- **EXERCICE COURT 1**:
Modifiez les lignes placées après le texte en remplaçant « leaf cluster » par « cluster of leaves », sans rien changer d'autre, et laissez les images hors de votre réponse.

- **BLOC DE TEXTE**:
_ _ _ _

Le chanoine catholique de Pag relate que les Oustachis ont assassiné 12 000 personnes dans les camps de Pag, « par toutes sortes de méthodes bestiales », dont 4 000 femmes et enfants[32], et il a conservé les noms des détenues violées. Après les rapports locaux sur l'empoisonnement de l'eau potable à cause de la quantité de cadavres déposés dans le massif du Velebit, les médecins de l'armée italienne découvrent de nombreuses fosses communes et des charniers de civils dans le Velebit et sur l'île de Pag[29]. Comme les exécutions de masse par les Oustachis favorisent la résistance des partisans, en août 1941 les Italiens obligent les Oustachis à se retirer de leur zone d'occupation, provoquant la fermeture du réseau des camps d'extermination de Gospić-Jadovno.

_ _ _ _

- **ENTRÉES FOURNIES**:

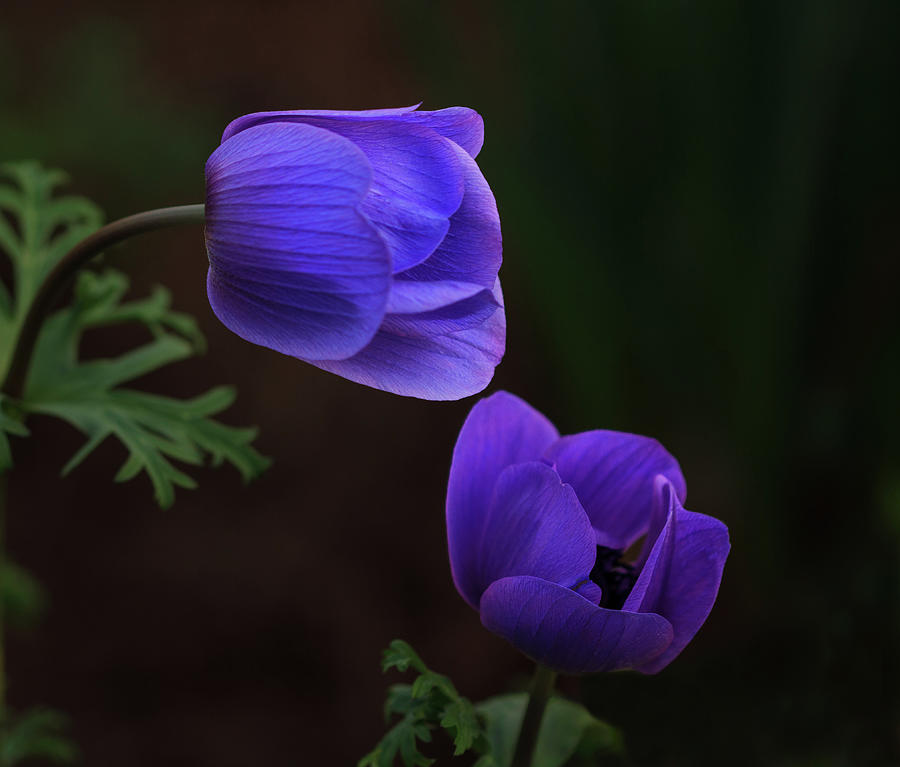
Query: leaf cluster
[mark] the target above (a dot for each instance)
(430, 703)
(569, 735)
(37, 229)
(36, 734)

_ _ _ _

- **EXERCICE COURT 2**:
Poursuivez le texte sur les camps oustachis de Pag et du Velebit à partir de sa dernière phrase.

- **RÉSULTAT 1**:
Query: cluster of leaves
[mark] the target above (a dot for each instance)
(430, 703)
(569, 735)
(37, 229)
(36, 734)

- **RÉSULTAT 2**:
Jasenovac-Stara Gradiška

En août 1941, les Oustachis ouvrent le camp de concentration de Jasenovac, l'un des plus vastes d'Europe[33]. Il englobe le camp de Stara Gradiška, destiné aux femmes et aux enfants. Jasenovac applique des politiques bien plus barbares que les camps régis par les nazis, car les prisonniers sont souvent torturés et de nombreux assassinats sont commis à la main avec des marteaux, des haches et des couteaux[34]. L'United States Holocaust Memorial Museum (USHMM) de Washington estime que le régime oustachi a tué de 77 000 à 99 000 personnes dans le complexe de Jasenovac entre 1941 et 1945[35]. Le site du Mémorial de Jasenovac indique un nombre proche : entre 80 000 et 100 000 victimes[36] ; 20 000 victimes sont juives d'après l'USHMM.

Le site du Mémorial de Jasenovac recense les noms de 83 145 victimes, dont 13 116 sont juives, 16 173 Roms, 47 627 Serbes, 4 255 Croates et 1 128 musulmans bosniaques[37]. Parmi ces 83 145 victimes, 20 101 sont des enfants de moins de 12 ans et 23 474 des femmes[37].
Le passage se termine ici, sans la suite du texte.